A. Allégations des organisations plaignantes
A. Allégations des organisations plaignantes
- 194. La plainte concerne 31 travailleurs/étudiants qui, selon les allégations: 1) ont été suspendus de leurs fonctions au ministère des Travaux publics et du Logement; 2) ont vu leur salaire retenu pour avoir pris part à une grève de protestation d'un jour, le 10 octobre 1984; 3) la plainte fait en outre état de pratiques abusives, les travailleurs/étudiants ayant été contraints de signer une déclaration préparée unilatéralement par les autorités pour pouvoir être réintégrés dans leurs fonctions.
★ ★ ★ ★
### CONSIGNE 1
Reproduisez à l'identique les enregistrements, de la ligne contenant « drop a point: the asphalt ground » jusqu'à la fin des enregistrements, cette ligne comprise.
Les enregistrements n'ont aucun lien avec le passage.

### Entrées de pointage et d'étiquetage
★ ★ ★ ★
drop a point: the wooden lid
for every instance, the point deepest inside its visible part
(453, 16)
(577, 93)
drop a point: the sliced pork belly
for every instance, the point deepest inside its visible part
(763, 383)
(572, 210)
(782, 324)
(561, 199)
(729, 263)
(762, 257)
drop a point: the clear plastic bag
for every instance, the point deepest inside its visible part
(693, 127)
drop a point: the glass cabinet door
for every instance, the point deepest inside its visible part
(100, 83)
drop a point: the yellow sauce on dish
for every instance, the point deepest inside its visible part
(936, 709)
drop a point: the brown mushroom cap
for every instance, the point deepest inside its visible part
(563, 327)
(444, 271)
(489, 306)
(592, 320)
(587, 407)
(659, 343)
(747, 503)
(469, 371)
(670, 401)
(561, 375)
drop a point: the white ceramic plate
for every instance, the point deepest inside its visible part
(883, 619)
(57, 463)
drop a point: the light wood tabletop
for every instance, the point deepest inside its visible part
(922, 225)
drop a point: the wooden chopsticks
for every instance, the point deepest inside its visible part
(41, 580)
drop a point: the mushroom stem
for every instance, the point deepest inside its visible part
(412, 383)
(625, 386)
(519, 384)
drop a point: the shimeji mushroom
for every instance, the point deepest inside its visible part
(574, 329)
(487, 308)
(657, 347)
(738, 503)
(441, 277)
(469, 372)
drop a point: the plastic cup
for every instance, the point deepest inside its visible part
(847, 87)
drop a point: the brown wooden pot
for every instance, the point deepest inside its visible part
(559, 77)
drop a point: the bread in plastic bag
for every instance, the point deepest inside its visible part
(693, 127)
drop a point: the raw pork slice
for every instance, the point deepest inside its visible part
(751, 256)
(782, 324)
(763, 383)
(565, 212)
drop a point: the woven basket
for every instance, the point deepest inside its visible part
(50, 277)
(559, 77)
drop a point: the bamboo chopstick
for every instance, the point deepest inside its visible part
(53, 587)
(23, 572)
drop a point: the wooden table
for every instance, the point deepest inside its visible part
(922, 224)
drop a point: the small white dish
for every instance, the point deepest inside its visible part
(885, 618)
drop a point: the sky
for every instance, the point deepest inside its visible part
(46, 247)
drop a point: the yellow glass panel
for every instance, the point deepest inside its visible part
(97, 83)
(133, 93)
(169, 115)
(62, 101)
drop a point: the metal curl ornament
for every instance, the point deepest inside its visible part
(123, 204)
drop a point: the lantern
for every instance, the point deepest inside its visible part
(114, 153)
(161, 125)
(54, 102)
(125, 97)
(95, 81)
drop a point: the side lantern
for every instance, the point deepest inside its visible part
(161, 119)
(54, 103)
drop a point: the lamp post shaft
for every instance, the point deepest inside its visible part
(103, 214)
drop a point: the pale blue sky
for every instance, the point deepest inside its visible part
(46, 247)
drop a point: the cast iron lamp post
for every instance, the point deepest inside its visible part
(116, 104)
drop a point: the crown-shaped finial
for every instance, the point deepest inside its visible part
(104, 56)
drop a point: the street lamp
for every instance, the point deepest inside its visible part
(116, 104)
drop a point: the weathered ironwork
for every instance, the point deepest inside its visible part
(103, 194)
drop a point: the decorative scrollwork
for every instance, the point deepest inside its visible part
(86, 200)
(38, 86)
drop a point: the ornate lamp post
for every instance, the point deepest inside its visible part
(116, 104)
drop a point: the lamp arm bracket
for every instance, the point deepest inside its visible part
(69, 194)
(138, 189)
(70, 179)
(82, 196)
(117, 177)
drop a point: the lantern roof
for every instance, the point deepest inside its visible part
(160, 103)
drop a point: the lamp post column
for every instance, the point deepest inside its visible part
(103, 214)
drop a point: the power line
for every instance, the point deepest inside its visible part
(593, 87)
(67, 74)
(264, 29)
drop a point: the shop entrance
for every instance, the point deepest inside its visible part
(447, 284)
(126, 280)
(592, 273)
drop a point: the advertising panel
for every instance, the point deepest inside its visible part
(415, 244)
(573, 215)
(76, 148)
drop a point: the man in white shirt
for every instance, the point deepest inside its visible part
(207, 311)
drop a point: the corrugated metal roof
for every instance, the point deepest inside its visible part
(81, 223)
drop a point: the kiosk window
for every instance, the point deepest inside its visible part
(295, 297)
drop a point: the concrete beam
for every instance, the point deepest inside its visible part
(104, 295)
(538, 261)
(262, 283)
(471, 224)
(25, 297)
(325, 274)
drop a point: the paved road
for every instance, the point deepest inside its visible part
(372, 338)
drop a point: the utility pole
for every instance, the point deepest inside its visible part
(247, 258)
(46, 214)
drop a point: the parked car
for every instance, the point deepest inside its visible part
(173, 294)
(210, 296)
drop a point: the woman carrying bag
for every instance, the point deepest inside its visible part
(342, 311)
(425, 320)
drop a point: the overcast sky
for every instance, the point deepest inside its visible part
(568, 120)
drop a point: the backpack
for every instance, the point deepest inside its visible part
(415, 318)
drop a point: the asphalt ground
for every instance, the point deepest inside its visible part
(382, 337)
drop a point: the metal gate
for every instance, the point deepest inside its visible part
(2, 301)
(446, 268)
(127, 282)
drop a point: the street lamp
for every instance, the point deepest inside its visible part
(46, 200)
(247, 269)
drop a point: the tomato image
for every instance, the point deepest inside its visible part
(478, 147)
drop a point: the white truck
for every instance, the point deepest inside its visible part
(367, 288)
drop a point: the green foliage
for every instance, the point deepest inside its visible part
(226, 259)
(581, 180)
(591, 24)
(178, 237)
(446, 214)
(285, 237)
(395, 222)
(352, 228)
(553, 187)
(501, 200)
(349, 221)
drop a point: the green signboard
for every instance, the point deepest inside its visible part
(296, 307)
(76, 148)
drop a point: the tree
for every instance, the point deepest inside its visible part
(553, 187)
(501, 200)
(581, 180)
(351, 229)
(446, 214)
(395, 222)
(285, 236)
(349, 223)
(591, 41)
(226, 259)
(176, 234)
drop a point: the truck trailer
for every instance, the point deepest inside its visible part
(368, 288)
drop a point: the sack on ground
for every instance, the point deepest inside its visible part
★ ★ ★ ★
### CONSIGNE 2
Résumez en deux phrases le passage consacré à la plainte.

### RÉPONSE ATTENDUE 1
drop a point: the asphalt ground
for every instance, the point deepest inside its visible part
(382, 337)
drop a point: the metal gate
for every instance, the point deepest inside its visible part
(2, 301)
(446, 268)
(127, 282)
drop a point: the street lamp
for every instance, the point deepest inside its visible part
(46, 200)
(247, 269)
drop a point: the tomato image
for every instance, the point deepest inside its visible part
(478, 147)
drop a point: the white truck
for every instance, the point deepest inside its visible part
(367, 288)
drop a point: the green foliage
for every instance, the point deepest inside its visible part
(226, 259)
(581, 180)
(591, 24)
(178, 237)
(446, 214)
(285, 237)
(395, 222)
(352, 228)
(553, 187)
(501, 200)
(349, 221)
drop a point: the green signboard
for every instance, the point deepest inside its visible part
(296, 307)
(76, 148)
drop a point: the tree
for every instance, the point deepest inside its visible part
(553, 187)
(501, 200)
(581, 180)
(351, 229)
(446, 214)
(395, 222)
(285, 236)
(349, 223)
(591, 41)
(226, 259)
(176, 234)
drop a point: the truck trailer
for every instance, the point deepest inside its visible part
(368, 288)
drop a point: the sack on ground
for every instance, the point deepest inside its visible part

### RÉPONSE ATTENDUE 2
La plainte concerne 31 travailleurs/étudiants qui auraient été suspendus de leurs fonctions au ministère des Travaux publics et du Logement et dont le salaire aurait été retenu pour leur participation à une grève de protestation d'un jour, le 10 octobre 1984. Elle fait aussi état de pratiques abusives : pour être réintégrés, ces travailleurs/étudiants auraient été contraints de signer une déclaration préparée unilatéralement par les autorités.